Work request: The records are to be repeated in full. Every line must match.

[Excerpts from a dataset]

----------

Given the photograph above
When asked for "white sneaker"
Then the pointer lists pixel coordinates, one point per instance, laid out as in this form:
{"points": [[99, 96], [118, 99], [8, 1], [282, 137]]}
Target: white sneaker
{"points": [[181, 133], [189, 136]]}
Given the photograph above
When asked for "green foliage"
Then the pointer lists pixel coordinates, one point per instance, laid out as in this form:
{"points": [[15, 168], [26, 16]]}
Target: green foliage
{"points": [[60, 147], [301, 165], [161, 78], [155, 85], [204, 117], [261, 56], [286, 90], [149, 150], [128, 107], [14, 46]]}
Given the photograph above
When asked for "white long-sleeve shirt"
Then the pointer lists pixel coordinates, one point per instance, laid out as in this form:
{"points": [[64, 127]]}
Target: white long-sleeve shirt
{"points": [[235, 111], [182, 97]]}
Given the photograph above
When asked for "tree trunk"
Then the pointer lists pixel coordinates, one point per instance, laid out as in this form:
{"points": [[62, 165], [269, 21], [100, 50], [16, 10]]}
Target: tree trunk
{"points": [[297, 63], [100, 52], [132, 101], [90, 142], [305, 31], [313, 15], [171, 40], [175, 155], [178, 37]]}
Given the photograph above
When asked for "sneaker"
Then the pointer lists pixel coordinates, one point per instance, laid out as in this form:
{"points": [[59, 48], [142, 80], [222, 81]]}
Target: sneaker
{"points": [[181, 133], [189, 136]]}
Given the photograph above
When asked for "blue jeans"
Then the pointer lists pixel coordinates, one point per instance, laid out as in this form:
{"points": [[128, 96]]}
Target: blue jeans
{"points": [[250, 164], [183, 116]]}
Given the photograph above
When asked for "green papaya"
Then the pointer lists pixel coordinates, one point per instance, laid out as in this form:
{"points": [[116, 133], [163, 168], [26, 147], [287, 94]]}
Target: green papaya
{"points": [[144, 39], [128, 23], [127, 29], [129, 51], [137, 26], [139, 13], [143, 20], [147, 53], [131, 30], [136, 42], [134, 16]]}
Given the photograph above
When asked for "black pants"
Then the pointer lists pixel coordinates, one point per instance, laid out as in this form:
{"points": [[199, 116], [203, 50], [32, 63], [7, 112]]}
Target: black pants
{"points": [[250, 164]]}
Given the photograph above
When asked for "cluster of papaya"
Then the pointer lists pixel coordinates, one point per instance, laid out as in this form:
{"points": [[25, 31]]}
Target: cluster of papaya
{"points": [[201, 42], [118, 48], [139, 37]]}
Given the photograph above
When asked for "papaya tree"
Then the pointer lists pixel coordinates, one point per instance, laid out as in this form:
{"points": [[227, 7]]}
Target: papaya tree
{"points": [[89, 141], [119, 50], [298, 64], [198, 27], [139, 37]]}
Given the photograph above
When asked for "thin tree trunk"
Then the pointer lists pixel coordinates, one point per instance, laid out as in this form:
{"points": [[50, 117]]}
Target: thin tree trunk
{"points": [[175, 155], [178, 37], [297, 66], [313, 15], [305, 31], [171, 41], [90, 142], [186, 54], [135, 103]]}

----------

Written response:
Given the photograph above
When asked for "white sneaker"
Then the pointer lists pixel coordinates, one point per instance, laid out as in this form:
{"points": [[99, 96], [118, 99], [8, 1], [282, 137]]}
Target: white sneaker
{"points": [[181, 133], [189, 136]]}
Given the photograph above
When asked for "green foliage"
Then the pointer lists pixel coordinates, one point per instance, laid out as in this form:
{"points": [[15, 168], [26, 16]]}
Target: green foliage
{"points": [[60, 147], [301, 165], [161, 78], [155, 85], [204, 117], [261, 56], [286, 90], [149, 150], [128, 107], [14, 46]]}
Given the photograph above
When asked for "white long-sleeve shirt"
Then the pointer lists pixel coordinates, one point per instance, laid out as in this form:
{"points": [[64, 127]]}
Target: white long-sleeve shirt
{"points": [[235, 111], [182, 97]]}
Given the photograph above
When asked for "tree trunk"
Then the pointer lists pixel coordinates, one point per instance, laid out as in this form:
{"points": [[62, 165], [269, 21], [100, 50], [16, 10]]}
Target: tree trunk
{"points": [[297, 63], [100, 52], [132, 101], [90, 142], [305, 31], [313, 15], [171, 40], [175, 155], [178, 37]]}
Given the photograph above
When asked for "sneaker"
Then the pointer lists pixel coordinates, one point per instance, laid out as in this form:
{"points": [[59, 48], [142, 80], [222, 81]]}
Target: sneaker
{"points": [[181, 133], [189, 136]]}
Given the photograph above
When asked for "blue jeans"
Then the pointer lists pixel coordinates, one point per instance, laid out as in this form:
{"points": [[128, 96]]}
Target: blue jeans
{"points": [[250, 164], [183, 116]]}
Given the photograph above
When asked for "green papaya"
Then the pointer lists pixel coordinates, one point per instance, laid out as in this form:
{"points": [[116, 133], [163, 168], [26, 147], [287, 94]]}
Target: green papaya
{"points": [[144, 39], [128, 23], [127, 29], [129, 51], [137, 26], [139, 13], [143, 20], [147, 53], [131, 30], [136, 42], [134, 16]]}
Given the photograph above
When asked for "black pants"
Then the pointer lists pixel coordinates, one point per instance, laid out as in this form:
{"points": [[199, 116], [203, 50], [32, 63], [7, 112]]}
Target: black pants
{"points": [[250, 164]]}
Given the photograph above
When asked for "cluster of papaya"
Then the pointer lists pixel coordinates, one point per instance, laid out as in this form:
{"points": [[25, 31]]}
Target: cluster of papaya
{"points": [[201, 42], [118, 48], [139, 37]]}
Given the photograph above
When asked for "papaya tree"
Then the pointer lists pixel coordinates, one point per instance, laid out as in this form:
{"points": [[227, 7]]}
Target: papaya tree
{"points": [[89, 141], [119, 50], [298, 64], [198, 27], [139, 37]]}
Given the photograph above
When asked for "thin tree trunk"
Then the pointer lists pixel coordinates, one point per instance, laid out as in this form:
{"points": [[50, 117]]}
Target: thin tree trunk
{"points": [[175, 155], [178, 37], [297, 66], [313, 15], [305, 31], [171, 41], [90, 142], [186, 54], [135, 103]]}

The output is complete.